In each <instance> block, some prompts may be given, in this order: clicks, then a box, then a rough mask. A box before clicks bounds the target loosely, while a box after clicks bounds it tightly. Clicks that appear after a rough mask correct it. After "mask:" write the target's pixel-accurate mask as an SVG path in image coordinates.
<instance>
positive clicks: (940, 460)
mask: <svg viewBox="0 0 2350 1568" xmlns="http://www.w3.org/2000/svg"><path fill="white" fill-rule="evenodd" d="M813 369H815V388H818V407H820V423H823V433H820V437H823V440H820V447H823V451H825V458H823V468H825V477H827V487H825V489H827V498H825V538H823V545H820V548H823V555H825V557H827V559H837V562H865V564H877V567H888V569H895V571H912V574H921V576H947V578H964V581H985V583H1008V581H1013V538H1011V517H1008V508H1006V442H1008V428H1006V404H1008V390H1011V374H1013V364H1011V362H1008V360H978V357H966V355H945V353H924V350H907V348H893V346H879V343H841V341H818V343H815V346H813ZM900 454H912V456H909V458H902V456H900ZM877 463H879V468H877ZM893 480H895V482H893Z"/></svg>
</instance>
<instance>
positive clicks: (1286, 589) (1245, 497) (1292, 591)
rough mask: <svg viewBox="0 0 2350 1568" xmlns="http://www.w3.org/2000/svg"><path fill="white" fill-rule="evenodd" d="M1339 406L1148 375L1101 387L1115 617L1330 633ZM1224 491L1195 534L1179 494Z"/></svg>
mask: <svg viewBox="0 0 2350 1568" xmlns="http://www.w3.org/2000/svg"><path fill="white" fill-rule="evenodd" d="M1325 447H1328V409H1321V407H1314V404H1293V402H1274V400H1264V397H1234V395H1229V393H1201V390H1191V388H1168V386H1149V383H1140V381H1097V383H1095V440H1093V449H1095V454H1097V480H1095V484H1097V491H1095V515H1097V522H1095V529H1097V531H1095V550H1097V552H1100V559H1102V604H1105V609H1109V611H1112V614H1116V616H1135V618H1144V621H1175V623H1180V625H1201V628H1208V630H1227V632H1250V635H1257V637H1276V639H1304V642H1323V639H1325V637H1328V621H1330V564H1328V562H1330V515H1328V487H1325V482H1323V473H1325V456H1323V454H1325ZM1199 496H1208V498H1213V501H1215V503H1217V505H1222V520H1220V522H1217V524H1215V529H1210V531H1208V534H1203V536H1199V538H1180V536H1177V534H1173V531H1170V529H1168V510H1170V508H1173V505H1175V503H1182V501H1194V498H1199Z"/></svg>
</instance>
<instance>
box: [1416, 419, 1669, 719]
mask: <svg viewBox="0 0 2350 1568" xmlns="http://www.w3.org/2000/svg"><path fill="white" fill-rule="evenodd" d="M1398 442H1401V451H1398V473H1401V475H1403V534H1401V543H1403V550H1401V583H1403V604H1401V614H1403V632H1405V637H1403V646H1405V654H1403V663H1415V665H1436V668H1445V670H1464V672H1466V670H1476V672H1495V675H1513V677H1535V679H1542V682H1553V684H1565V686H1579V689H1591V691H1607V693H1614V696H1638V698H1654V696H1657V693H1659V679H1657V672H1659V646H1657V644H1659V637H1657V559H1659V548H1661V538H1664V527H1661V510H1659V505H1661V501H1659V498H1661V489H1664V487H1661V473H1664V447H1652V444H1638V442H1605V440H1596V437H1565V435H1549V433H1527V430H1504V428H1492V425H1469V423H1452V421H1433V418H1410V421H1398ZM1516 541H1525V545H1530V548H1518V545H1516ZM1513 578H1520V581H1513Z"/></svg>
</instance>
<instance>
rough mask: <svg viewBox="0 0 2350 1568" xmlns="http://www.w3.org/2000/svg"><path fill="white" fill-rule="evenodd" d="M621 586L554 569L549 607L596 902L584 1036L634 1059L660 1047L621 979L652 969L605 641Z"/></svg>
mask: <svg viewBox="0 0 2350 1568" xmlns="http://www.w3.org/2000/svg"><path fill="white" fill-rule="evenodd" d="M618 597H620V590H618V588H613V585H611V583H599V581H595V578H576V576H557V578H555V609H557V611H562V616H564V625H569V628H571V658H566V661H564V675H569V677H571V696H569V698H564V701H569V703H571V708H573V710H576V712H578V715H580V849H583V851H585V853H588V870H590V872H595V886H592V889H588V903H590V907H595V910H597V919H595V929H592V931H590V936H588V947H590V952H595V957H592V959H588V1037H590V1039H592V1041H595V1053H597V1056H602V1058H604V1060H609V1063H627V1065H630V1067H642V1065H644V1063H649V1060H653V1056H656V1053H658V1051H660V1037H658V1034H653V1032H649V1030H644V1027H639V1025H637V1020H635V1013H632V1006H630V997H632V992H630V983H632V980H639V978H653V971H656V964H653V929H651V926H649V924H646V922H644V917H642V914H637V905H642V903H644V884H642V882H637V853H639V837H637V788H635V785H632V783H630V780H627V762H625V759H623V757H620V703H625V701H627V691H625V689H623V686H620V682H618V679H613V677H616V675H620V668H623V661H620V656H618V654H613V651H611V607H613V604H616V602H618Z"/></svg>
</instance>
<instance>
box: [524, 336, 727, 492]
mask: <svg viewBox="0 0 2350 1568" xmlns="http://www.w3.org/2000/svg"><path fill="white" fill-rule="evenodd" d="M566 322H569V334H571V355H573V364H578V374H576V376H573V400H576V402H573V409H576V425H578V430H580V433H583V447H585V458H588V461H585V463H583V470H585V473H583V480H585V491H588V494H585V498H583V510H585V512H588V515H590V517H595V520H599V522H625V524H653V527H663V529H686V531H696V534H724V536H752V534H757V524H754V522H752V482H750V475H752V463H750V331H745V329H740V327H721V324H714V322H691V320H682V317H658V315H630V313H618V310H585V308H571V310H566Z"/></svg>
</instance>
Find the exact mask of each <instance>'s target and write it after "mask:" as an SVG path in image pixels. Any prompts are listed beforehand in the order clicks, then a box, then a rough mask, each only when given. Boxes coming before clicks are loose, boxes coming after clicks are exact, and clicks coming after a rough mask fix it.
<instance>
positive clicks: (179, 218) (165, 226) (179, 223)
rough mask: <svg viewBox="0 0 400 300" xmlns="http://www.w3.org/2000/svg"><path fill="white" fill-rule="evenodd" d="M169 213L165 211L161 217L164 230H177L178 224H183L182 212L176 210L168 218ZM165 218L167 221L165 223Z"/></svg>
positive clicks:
= = = =
**Task prompt:** Repeat the full set of records above character for character.

**Answer:**
In each <instance> block, some prompts may be given, in this order: clicks, then a box, then a rough mask. A box before clicks bounds the target loosely, while a box after clicks bounds it tightly. Clicks that appear after a rough mask correct it. After "mask:" write the target's pixel-accurate mask as an SVG path in image coordinates.
<instance>
positive clicks: (940, 460)
mask: <svg viewBox="0 0 2350 1568" xmlns="http://www.w3.org/2000/svg"><path fill="white" fill-rule="evenodd" d="M813 369H815V388H818V407H820V423H823V433H820V437H823V440H820V447H823V451H825V458H823V468H825V477H827V487H825V489H827V498H825V538H823V545H820V548H823V555H825V557H827V559H837V562H865V564H877V567H888V569H895V571H912V574H921V576H947V578H964V581H985V583H1008V581H1013V538H1011V517H1008V508H1006V442H1008V428H1006V404H1008V390H1011V374H1013V364H1011V362H1008V360H978V357H966V355H945V353H924V350H907V348H893V346H879V343H841V341H818V343H815V346H813ZM900 454H912V456H909V458H902V456H900ZM877 463H879V468H877ZM893 480H895V482H893Z"/></svg>
</instance>
<instance>
positive clicks: (1286, 589) (1245, 497) (1292, 591)
rough mask: <svg viewBox="0 0 2350 1568" xmlns="http://www.w3.org/2000/svg"><path fill="white" fill-rule="evenodd" d="M1339 406L1148 375L1101 387L1115 617L1330 633ZM1224 491L1195 534L1179 494Z"/></svg>
mask: <svg viewBox="0 0 2350 1568" xmlns="http://www.w3.org/2000/svg"><path fill="white" fill-rule="evenodd" d="M1325 447H1328V409H1321V407H1314V404H1293V402H1274V400H1264V397H1234V395H1229V393H1201V390H1191V388H1168V386H1149V383H1140V381H1097V383H1095V440H1093V449H1095V454H1097V480H1095V484H1097V491H1095V515H1097V522H1095V529H1097V531H1095V550H1097V552H1100V559H1102V604H1105V609H1109V611H1112V614H1116V616H1135V618H1144V621H1175V623H1180V625H1201V628H1208V630H1227V632H1250V635H1257V637H1276V639H1304V642H1323V639H1325V637H1328V621H1330V564H1328V562H1330V515H1328V487H1325V482H1323V473H1325V456H1323V454H1325ZM1199 496H1208V498H1213V501H1215V503H1217V505H1222V520H1220V522H1217V524H1215V529H1210V531H1208V534H1203V536H1199V538H1180V536H1177V534H1173V531H1170V529H1168V510H1170V508H1173V505H1175V503H1182V501H1194V498H1199Z"/></svg>
</instance>
<instance>
box: [1416, 419, 1669, 719]
mask: <svg viewBox="0 0 2350 1568" xmlns="http://www.w3.org/2000/svg"><path fill="white" fill-rule="evenodd" d="M1398 442H1401V451H1398V473H1401V475H1403V534H1401V543H1403V550H1401V583H1403V604H1401V614H1403V632H1405V637H1403V646H1405V654H1403V663H1415V665H1436V668H1445V670H1464V672H1466V670H1476V672H1495V675H1513V677H1535V679H1542V682H1553V684H1565V686H1579V689H1591V691H1607V693H1614V696H1638V698H1654V696H1657V693H1659V679H1657V672H1659V646H1657V644H1659V637H1657V559H1659V548H1661V538H1664V527H1661V510H1659V505H1661V501H1659V498H1661V489H1664V487H1661V473H1664V447H1652V444H1638V442H1605V440H1596V437H1565V435H1549V433H1527V430H1504V428H1492V425H1469V423H1452V421H1433V418H1410V421H1398ZM1516 541H1525V545H1530V548H1518V545H1516ZM1513 578H1520V581H1513Z"/></svg>
</instance>
<instance>
rough mask: <svg viewBox="0 0 2350 1568" xmlns="http://www.w3.org/2000/svg"><path fill="white" fill-rule="evenodd" d="M621 586L554 569L549 607L596 902L584 1036L634 1059L660 1047L621 979L652 969L605 641Z"/></svg>
mask: <svg viewBox="0 0 2350 1568" xmlns="http://www.w3.org/2000/svg"><path fill="white" fill-rule="evenodd" d="M618 597H620V590H618V588H613V585H611V583H599V581H595V578H576V576H557V578H555V609H557V611H562V616H564V625H569V628H571V658H566V661H564V675H569V677H571V696H569V698H564V701H569V703H571V708H573V710H576V712H578V715H580V849H583V851H585V853H588V870H590V872H595V886H592V889H588V903H590V907H595V910H597V919H595V929H592V931H590V936H588V947H590V952H595V957H592V959H588V1037H590V1039H592V1041H595V1053H597V1056H602V1058H604V1060H609V1063H627V1065H630V1067H642V1065H644V1063H649V1060H653V1056H656V1053H658V1051H660V1037H658V1034H653V1032H649V1030H644V1027H639V1025H637V1020H635V1013H632V1006H630V997H632V992H630V983H632V980H639V978H653V971H656V964H653V929H651V926H649V924H646V922H644V917H642V914H637V905H642V903H644V884H642V882H637V853H639V837H637V788H635V785H632V783H630V780H627V762H625V759H623V757H620V703H625V701H627V691H625V689H623V686H620V682H618V679H613V677H616V675H620V668H623V661H620V656H618V654H613V651H611V607H613V604H616V602H618Z"/></svg>
</instance>
<instance>
box: [524, 336, 727, 492]
mask: <svg viewBox="0 0 2350 1568" xmlns="http://www.w3.org/2000/svg"><path fill="white" fill-rule="evenodd" d="M566 322H569V334H571V355H573V364H578V374H576V376H573V400H576V402H573V409H576V425H578V430H580V433H583V447H585V458H588V461H585V463H583V470H585V473H583V480H585V491H588V494H585V498H583V510H585V512H588V515H590V517H595V520H599V522H625V524H653V527H663V529H686V531H696V534H724V536H752V534H757V524H754V522H752V482H750V475H752V463H750V331H745V329H740V327H721V324H714V322H691V320H682V317H658V315H630V313H618V310H585V308H571V310H566Z"/></svg>
</instance>
Find the exact mask of each <instance>'s target and write it after "mask:" as an SVG path in image pixels. Any prompts are listed beforehand in the order clicks, then a box, then a rough mask, each only when given. Boxes coming before clicks are loose, boxes coming after clicks are exact, and clicks coming after a rough mask fix it.
<instance>
positive clicks: (179, 218) (165, 226) (179, 223)
rough mask: <svg viewBox="0 0 400 300" xmlns="http://www.w3.org/2000/svg"><path fill="white" fill-rule="evenodd" d="M169 213L165 211L161 217L164 230H177L178 224H183L182 212L176 210L168 218ZM165 218L167 221L165 223Z"/></svg>
positive clicks:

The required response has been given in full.